◆ WHAT YOU ARE ASKED TO DO: In the records that follow, find the line with "Task: point out the asphalt"; from there, retype every line exactly through the line with "Task: point out the white", which also belongs to the answer.

◆ MATERIAL PROVIDED:
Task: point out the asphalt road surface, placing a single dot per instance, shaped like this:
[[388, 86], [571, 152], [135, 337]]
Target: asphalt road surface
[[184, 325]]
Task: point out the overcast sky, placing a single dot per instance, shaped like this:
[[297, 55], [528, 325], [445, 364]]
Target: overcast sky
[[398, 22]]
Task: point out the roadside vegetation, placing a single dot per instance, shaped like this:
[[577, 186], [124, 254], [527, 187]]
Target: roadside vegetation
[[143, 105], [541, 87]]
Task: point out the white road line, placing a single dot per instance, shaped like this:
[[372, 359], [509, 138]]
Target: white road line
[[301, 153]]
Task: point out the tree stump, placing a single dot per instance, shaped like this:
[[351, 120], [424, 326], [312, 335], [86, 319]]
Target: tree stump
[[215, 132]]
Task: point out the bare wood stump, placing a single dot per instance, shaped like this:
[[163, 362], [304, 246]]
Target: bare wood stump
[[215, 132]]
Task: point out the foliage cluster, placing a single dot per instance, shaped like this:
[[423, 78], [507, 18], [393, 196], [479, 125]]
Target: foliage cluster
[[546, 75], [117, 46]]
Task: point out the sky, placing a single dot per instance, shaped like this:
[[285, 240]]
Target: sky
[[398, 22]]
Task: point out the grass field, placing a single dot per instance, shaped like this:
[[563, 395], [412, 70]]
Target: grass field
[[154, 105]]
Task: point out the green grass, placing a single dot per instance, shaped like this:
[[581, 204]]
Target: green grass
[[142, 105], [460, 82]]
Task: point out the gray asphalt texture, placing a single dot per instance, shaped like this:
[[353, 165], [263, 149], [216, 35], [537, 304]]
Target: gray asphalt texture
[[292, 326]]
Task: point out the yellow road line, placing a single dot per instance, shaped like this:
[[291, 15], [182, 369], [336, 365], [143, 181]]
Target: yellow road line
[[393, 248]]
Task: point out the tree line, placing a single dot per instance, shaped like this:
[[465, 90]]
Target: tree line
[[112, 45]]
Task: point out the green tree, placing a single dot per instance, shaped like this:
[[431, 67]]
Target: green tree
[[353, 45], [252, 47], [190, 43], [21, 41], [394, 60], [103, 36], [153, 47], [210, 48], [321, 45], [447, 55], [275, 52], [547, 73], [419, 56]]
---
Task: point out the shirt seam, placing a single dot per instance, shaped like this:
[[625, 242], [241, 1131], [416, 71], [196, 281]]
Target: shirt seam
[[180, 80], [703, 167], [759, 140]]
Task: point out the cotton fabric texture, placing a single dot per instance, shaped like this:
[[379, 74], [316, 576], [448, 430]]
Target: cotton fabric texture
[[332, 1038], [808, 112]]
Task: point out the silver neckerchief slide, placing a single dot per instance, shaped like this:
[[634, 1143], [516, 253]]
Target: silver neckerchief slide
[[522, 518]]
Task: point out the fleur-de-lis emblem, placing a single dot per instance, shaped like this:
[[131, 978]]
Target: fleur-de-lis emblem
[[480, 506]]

◆ SOLUTION:
Task: point out the asphalt road surface, placing a single dot per instance, shaped like this:
[[388, 86], [571, 152], [135, 337]]
Target: asphalt road surface
[[184, 325]]
Task: point out the overcast sky, placing a single dot per instance, shaped like this:
[[297, 55], [528, 325], [445, 364]]
Target: overcast sky
[[398, 22]]
Task: point out the roadside vegetation, placing a single dot per instance, shaped like this:
[[577, 186], [124, 254], [527, 187]]
Target: roadside vegetation
[[143, 105], [541, 87]]
Task: point out the white road line, placing a single dot per instance, shaped like this:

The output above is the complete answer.